WRITTEN PROBLEM
Rewrite every line of the material below, from the line containing "Where can you find the monk's shaved" through its final line, shifting each coordinate value by -67.

Point-based annotation data:
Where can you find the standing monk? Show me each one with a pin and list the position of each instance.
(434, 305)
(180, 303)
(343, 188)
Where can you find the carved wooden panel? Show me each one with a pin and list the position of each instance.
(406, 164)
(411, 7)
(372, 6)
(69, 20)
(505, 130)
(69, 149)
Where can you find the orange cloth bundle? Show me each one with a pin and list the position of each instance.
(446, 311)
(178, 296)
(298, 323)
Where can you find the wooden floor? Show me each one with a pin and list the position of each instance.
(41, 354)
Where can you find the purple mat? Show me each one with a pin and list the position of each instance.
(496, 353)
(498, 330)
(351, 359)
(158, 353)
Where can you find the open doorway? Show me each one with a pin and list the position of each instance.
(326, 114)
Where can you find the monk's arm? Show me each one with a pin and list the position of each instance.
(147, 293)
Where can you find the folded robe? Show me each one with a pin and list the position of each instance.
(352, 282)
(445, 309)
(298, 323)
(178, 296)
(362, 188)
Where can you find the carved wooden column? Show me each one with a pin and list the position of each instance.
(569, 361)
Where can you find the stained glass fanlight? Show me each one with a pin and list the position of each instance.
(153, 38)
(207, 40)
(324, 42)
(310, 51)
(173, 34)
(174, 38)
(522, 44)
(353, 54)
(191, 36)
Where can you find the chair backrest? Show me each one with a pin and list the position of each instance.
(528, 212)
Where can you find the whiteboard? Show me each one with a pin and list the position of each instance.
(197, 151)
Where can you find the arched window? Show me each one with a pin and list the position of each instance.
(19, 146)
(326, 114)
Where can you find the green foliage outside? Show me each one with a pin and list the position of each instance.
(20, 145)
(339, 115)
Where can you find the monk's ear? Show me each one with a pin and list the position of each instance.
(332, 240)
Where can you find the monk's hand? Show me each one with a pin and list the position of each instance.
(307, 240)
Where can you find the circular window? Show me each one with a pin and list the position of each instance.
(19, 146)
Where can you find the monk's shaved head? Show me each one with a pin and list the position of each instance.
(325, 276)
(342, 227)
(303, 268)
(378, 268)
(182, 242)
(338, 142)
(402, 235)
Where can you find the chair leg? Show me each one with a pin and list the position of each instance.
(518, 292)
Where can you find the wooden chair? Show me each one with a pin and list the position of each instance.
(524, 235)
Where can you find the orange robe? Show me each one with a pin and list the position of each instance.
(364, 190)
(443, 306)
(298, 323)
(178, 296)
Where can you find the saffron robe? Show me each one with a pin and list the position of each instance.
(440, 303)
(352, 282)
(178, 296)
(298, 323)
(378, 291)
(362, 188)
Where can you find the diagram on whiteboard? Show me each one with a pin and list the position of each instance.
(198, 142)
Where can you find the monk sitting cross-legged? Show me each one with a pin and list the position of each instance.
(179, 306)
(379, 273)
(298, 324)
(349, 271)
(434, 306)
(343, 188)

ANSWER TO THIS PROBLEM
Where can you find the monk's shaved head? Show me each one with a pin and list the position of each instance.
(258, 209)
(275, 160)
(236, 201)
(311, 201)
(115, 175)
(271, 75)
(335, 168)
Where can you find the chair leg? Show me each one with a pin and list the position of each instance.
(451, 225)
Where can you find the wooden chair? Show me each one with a pin and list the position of each instance.
(457, 168)
Where can you find the orange robe? Show me each one with a pin and list the position of each instance.
(297, 123)
(376, 239)
(231, 256)
(111, 229)
Where can you find the saffron robe? Show me each one with a pin and list the position of each instance.
(373, 236)
(285, 215)
(111, 229)
(231, 256)
(311, 224)
(295, 121)
Where can you find the diagram on whiteboard? Show me each one with a pin and list the position of each instance.
(131, 75)
Where can you find the monk sitting cross-legged? Show me each one with a pin and list the position of each instance.
(112, 239)
(312, 206)
(231, 257)
(282, 204)
(367, 239)
(276, 121)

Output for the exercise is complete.